» **Task details**:
Would you transcribe word for word every line from the one containing "For each instance of the bridge roadway" to the end of the data, both ends included, and leave out the rest?

[Start of Attachment]

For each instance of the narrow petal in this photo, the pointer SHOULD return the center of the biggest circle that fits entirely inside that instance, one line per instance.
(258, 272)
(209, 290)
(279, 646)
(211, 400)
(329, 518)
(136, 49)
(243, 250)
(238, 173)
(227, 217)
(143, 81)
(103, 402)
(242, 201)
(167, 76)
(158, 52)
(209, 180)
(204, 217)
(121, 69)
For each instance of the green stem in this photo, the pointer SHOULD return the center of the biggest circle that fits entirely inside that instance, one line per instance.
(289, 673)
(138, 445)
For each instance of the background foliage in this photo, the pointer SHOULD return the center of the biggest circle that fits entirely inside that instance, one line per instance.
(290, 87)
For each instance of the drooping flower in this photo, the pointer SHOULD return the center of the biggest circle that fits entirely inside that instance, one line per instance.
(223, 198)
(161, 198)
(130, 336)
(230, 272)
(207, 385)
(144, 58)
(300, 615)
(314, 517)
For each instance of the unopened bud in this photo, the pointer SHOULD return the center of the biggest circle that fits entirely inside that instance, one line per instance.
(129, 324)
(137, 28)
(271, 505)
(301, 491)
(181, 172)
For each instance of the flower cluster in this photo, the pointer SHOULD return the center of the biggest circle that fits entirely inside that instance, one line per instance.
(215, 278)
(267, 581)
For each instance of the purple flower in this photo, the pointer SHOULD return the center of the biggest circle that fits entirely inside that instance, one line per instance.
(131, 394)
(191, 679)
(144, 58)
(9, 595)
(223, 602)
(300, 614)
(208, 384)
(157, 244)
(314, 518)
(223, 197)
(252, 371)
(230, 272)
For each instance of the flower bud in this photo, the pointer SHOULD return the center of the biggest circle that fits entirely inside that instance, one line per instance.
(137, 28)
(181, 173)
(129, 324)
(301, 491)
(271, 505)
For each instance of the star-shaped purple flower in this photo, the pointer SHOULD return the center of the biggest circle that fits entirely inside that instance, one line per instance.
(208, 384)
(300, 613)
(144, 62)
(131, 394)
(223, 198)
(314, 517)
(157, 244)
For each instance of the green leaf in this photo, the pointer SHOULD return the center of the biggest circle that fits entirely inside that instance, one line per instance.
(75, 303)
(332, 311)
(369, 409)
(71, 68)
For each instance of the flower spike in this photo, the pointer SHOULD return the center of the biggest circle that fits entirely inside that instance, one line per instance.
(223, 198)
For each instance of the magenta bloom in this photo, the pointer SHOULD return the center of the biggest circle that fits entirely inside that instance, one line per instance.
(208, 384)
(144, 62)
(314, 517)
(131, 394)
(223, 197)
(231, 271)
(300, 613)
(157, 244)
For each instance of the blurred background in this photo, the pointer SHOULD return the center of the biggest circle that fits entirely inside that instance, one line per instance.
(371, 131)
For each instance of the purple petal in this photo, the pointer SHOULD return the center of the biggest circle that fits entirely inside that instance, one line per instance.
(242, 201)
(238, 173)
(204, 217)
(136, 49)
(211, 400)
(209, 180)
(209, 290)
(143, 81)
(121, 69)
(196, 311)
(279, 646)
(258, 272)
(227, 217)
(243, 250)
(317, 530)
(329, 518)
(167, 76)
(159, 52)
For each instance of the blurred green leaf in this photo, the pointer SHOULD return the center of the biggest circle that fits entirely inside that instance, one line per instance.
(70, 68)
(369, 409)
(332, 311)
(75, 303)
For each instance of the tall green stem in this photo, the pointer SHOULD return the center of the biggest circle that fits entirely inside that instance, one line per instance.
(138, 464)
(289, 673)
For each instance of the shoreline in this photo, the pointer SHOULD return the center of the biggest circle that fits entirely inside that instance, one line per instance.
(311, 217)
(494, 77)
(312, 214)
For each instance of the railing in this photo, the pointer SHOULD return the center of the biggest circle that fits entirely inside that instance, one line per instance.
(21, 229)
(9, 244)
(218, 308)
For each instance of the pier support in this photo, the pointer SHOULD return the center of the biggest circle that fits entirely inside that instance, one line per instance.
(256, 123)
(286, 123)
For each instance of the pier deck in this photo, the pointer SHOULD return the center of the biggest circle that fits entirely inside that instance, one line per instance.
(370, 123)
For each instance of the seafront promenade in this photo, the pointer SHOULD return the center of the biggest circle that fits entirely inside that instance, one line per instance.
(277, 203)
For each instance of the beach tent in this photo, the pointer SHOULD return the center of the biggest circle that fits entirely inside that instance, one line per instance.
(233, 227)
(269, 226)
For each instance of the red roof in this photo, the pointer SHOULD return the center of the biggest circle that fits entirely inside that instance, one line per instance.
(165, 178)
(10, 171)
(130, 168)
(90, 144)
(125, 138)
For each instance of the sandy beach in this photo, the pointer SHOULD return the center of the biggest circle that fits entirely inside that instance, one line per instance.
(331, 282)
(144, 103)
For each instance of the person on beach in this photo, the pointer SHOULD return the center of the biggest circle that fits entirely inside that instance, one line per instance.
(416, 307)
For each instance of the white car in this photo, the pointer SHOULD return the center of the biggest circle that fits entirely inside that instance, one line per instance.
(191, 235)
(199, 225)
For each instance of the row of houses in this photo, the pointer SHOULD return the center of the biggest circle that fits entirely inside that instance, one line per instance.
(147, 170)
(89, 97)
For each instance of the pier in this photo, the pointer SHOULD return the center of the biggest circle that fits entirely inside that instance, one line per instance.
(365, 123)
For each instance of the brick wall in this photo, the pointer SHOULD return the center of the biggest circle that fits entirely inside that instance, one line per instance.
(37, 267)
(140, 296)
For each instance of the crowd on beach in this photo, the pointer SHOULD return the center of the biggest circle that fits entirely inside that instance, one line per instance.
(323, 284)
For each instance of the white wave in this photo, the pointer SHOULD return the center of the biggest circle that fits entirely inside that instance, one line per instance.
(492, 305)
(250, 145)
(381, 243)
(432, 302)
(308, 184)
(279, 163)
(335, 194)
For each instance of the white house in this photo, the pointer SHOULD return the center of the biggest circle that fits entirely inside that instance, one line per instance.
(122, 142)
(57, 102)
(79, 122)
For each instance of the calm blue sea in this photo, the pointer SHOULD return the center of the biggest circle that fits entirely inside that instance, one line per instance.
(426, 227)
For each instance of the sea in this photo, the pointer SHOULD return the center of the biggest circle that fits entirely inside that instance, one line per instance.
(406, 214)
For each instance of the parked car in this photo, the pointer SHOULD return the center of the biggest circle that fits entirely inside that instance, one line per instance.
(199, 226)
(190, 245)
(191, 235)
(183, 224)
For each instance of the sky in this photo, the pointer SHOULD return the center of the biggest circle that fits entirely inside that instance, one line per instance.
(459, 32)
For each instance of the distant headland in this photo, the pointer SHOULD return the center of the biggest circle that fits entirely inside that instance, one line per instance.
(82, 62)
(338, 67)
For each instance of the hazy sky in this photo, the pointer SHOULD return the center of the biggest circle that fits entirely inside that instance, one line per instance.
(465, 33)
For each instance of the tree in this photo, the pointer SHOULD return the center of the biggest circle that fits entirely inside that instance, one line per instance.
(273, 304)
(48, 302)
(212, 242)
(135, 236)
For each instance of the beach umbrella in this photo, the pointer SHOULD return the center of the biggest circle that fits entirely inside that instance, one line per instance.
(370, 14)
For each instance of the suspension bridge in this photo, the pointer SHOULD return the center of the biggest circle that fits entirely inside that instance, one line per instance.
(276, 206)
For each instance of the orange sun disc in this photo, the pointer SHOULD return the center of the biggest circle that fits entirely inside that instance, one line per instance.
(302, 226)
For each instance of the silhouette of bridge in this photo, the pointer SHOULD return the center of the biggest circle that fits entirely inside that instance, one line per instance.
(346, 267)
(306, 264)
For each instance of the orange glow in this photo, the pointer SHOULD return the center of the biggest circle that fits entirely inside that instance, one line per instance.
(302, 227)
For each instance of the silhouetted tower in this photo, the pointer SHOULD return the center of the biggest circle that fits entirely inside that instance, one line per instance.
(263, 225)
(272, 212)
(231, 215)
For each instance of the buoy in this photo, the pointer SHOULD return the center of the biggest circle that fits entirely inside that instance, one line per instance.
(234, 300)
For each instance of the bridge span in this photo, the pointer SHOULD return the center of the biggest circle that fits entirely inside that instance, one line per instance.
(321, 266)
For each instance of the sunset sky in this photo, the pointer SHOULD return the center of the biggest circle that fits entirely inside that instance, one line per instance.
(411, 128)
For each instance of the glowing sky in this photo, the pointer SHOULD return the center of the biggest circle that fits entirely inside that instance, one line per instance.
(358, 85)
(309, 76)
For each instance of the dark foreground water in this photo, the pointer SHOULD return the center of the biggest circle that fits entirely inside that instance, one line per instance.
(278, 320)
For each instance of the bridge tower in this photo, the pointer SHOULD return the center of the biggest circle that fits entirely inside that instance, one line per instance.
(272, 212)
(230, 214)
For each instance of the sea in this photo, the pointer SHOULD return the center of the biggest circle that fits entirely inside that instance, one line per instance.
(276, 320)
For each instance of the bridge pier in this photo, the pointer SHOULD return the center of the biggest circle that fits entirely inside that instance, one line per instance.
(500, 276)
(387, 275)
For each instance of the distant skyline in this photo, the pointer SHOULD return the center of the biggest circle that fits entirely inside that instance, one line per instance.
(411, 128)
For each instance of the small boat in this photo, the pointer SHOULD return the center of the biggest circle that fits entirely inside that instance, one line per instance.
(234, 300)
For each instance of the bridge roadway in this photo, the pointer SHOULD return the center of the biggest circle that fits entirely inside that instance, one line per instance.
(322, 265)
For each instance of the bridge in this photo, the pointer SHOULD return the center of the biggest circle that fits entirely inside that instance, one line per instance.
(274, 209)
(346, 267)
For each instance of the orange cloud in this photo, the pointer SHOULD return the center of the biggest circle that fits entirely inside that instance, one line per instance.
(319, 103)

[End of Attachment]

» **Written answer**:
For each instance of the bridge roadway in this photo, the pointer SHOULD return the center of the biggest circle that fits entirely inside that instance, one line per instance.
(322, 265)
For each instance of the bridge in this photo, the pointer SHOULD return the center of the biggest circle that fits entirely inside that instance, one line per instance.
(274, 209)
(346, 267)
For each instance of the orange cloud in this photo, the pointer SHOULD return the center of the biggest circle that fits entirely inside that instance, one line per instance.
(319, 103)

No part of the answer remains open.